• [Directions]:
[1] Summarize the vagus nerve passage in two sentences.
[2] In the vagus nerve passage, what name is given to the vagus nerve's cell bodies?

• [Text passage]:
»»

On clinical examination, choking or dysphagia as a result of malfunctioning or absent pharyngeal reflexes would indicate a problem with the glossopharyngeal nerve.
Vagus nerve (X)
The vagus nerve is part of the group of cranial nerves responsible for innervation of structures derived from the branchial arches. It is also part of a group, together with the glossopharyngeal and accessory nerves, that passes through the jugular foramen which is termed the vagus group. The vagus nerve innervates structures related to the fourth branchial arch. The vagus nerve has cell bodies that are referred to as nucleus ambiguus.
The vagus nerve is composed of many different types of nerve fibre including general somatic efferent fibres supplying motor function to the muscles of the larynx, pharynx, palate and oesophagus; general visceral afferent fibres to the base of the tongue, pharynx and larynx; general visceral efferent fibres for parasympathetic supply of the thoracic and abdominal viscera; special visceral afferent fibres supplying taste to regions of the epiglottis and palate and finally general somatic afferent fibres to the external ear and the dura mater. The vagus nerve also supplies general somatic afferent fibres and special visceral afferent fibres to the root of the tongue.
There are many functional components of the vagus nerve including the heart, larynx, pharynx and many other viscera. On clinical examination any changes related to gag reflexes, blood pressure or heart rate, changes in 'voice' (dysphonia) or inspiratory dyspnoea may indicate a problem with the vagus nerve.

««

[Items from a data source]
»»

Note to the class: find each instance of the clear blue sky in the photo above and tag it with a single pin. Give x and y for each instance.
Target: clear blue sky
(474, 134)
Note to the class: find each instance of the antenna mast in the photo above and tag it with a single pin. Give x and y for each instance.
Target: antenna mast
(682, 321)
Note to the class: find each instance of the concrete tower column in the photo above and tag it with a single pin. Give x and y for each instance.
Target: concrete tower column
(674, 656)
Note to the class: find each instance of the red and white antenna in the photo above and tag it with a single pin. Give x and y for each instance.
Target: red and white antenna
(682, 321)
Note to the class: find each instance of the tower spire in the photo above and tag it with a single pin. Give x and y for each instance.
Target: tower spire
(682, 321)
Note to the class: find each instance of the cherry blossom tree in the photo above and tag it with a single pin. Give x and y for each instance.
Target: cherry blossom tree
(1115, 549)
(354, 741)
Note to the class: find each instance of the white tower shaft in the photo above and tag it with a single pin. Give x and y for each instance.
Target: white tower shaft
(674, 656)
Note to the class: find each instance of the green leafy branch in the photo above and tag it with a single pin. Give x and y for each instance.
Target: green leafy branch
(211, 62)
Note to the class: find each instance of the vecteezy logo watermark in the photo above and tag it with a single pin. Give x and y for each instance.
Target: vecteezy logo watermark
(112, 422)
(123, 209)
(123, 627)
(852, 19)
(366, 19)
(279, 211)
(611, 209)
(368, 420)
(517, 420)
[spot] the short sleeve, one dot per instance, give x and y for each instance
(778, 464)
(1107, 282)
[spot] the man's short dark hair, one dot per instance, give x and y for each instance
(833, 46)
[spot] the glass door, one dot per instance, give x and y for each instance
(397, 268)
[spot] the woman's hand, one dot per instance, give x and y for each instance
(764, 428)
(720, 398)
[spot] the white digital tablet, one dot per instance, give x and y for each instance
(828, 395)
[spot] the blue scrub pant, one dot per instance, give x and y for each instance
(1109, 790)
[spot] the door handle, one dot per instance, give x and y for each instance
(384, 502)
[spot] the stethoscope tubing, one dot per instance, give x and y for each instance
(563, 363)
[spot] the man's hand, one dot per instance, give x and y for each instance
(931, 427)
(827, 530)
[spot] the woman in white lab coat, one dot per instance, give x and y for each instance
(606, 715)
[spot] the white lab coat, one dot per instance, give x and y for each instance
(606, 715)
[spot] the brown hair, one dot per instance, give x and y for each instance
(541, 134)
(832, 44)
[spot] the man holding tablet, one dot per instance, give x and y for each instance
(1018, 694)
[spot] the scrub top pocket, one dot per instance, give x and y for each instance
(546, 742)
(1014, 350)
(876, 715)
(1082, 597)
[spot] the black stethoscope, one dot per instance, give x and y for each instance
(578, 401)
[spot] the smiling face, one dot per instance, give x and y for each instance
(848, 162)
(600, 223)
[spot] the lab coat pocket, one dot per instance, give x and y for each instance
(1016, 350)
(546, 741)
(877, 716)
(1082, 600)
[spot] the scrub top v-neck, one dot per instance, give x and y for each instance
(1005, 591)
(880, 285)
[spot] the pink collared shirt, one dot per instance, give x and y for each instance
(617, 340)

««

• [Responses per task]:
[1] The vagus nerve innervates structures related to the fourth branchial arch and passes through the jugular foramen with the glossopharyngeal and accessory nerves. It carries many fiber types serving areas such as the larynx, pharynx, palate, esophagus, the thoracic and abdominal viscera, taste regions, the external ear, and the dura mater, and on examination changes in gag reflexes, blood pressure, heart rate, or voice, or inspiratory dyspnea, may indicate a problem with it.

[2] Nucleus ambiguus.